* WHAT IS REQUIRED
Select the lines of the records containing the word "branch" and list them.
****************
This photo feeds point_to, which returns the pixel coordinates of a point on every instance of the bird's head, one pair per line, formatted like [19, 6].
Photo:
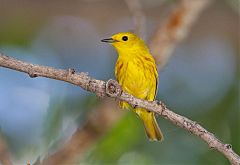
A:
[126, 42]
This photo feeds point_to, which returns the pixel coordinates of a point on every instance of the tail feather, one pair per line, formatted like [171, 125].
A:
[151, 127]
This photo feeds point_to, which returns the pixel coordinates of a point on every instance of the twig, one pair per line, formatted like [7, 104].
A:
[113, 89]
[175, 29]
[138, 15]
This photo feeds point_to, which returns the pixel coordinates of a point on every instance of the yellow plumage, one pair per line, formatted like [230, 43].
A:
[136, 72]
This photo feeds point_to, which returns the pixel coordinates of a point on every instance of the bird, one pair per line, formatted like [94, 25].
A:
[136, 72]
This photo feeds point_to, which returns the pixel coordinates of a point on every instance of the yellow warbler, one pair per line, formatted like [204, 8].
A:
[136, 72]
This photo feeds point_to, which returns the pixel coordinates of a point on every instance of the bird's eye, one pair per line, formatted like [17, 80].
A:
[124, 38]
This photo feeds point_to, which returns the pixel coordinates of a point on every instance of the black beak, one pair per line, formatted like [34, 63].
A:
[109, 40]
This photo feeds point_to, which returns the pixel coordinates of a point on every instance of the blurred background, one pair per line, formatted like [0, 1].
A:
[39, 116]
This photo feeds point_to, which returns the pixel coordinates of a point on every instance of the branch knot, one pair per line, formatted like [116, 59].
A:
[113, 89]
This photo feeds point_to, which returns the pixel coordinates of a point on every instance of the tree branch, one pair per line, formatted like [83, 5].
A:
[112, 89]
[174, 30]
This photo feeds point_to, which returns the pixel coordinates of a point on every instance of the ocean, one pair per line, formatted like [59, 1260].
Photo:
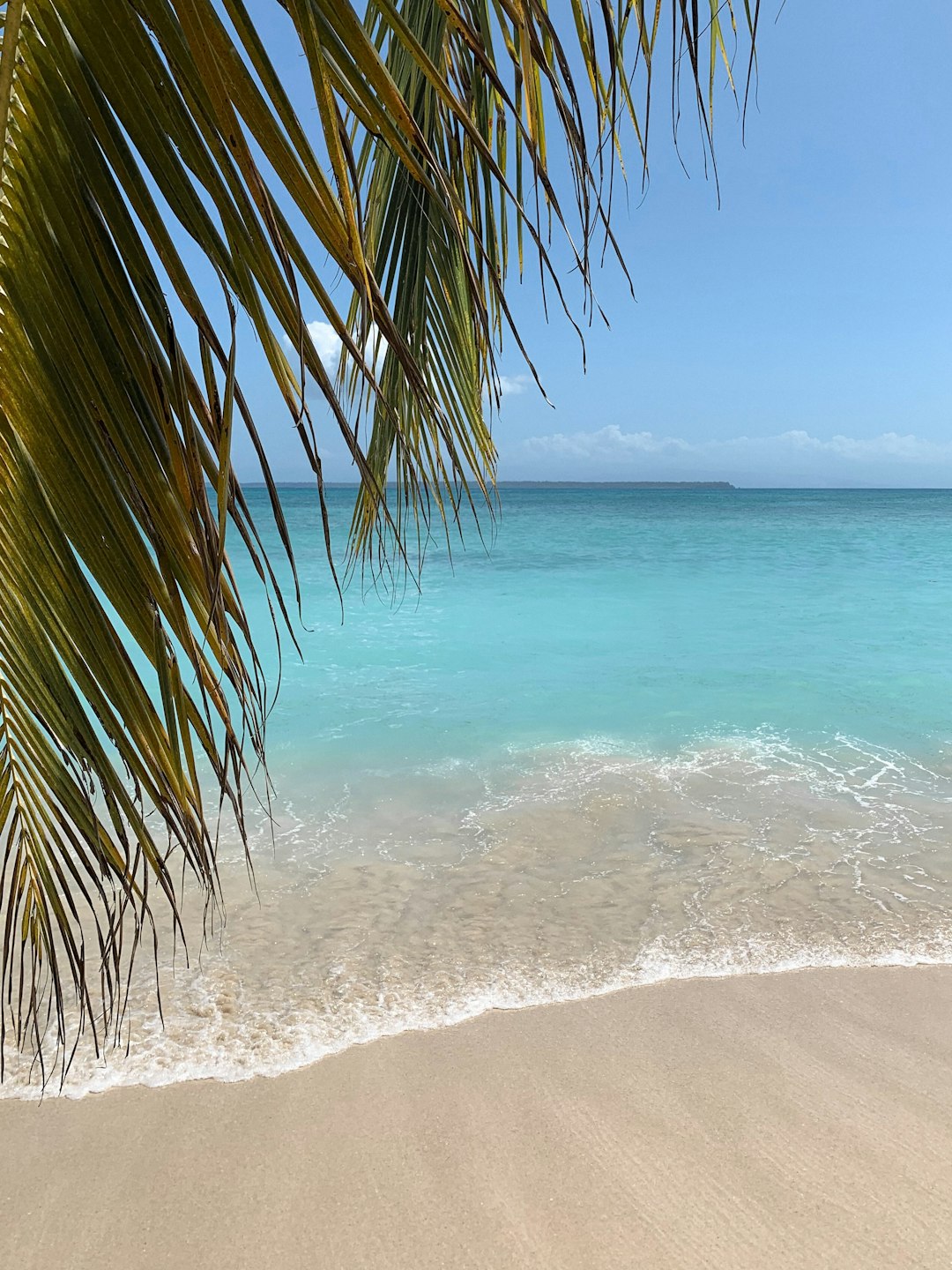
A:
****************
* RESPONSE BOX
This photo feeds point_to, which returns the pixel coordinates of a point on every instance of the branch knot, one pair per line, formatted like [116, 59].
This photo feeds point_to, which returns the pixel coordinates of a point on every instance of the tree branch, one pair per line, formatted like [83, 5].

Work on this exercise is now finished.